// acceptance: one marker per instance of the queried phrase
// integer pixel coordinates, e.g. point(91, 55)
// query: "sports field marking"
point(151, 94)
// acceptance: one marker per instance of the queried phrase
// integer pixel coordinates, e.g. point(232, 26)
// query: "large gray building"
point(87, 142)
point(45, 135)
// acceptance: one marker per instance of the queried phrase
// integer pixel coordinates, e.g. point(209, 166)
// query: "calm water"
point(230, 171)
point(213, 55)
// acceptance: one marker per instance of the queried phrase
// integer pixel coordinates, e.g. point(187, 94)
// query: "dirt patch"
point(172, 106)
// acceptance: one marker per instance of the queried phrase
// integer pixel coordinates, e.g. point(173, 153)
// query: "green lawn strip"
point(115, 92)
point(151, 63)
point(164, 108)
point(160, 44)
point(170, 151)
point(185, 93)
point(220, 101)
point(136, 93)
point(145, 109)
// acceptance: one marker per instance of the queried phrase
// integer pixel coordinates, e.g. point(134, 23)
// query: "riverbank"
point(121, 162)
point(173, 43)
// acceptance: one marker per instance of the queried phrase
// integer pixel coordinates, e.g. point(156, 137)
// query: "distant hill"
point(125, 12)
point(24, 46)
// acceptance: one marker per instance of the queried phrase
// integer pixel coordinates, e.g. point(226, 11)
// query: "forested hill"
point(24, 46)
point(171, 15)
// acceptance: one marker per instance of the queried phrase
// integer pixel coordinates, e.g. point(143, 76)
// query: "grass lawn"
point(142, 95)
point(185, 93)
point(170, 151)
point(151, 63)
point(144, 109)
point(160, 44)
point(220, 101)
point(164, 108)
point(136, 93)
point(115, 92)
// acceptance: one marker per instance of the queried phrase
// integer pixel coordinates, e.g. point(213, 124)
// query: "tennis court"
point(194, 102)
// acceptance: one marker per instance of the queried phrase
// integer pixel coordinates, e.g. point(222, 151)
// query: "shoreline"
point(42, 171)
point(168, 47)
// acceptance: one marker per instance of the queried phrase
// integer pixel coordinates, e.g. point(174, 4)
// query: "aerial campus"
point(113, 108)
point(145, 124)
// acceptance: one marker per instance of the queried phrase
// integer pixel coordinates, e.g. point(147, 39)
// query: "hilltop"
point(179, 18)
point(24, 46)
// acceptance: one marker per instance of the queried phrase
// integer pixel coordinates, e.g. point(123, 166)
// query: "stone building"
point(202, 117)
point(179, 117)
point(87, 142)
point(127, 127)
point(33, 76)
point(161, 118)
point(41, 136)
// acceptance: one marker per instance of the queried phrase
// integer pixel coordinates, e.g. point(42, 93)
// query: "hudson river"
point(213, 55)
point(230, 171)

__________________________________________________

● **Exercise details**
The required answer is the exact run of lines above starting at the line with "e.g. point(209, 166)" and ending at the line with "e.g. point(156, 137)", with both ends present.

● **Problem solution**
// integer pixel coordinates, e.g. point(209, 166)
// query: "calm water"
point(230, 171)
point(213, 55)
// acceptance: one marker per instance of the queried phrase
// integer pixel coordinates, e.g. point(187, 94)
// query: "dirt patch"
point(172, 106)
// acceptance: one marker per instance of the queried phrase
// integer pixel coordinates, e.g. point(173, 153)
// query: "green lawn strip"
point(115, 92)
point(151, 63)
point(164, 108)
point(160, 44)
point(170, 151)
point(185, 93)
point(220, 101)
point(136, 93)
point(145, 109)
// acceptance: one marker per instance of the queried phrase
// integer pixel coordinates, e.g. point(134, 23)
// query: "riverbank"
point(121, 162)
point(173, 43)
// acceptance: one marker per instance of the queried phrase
// integer pixel coordinates, e.g. point(156, 137)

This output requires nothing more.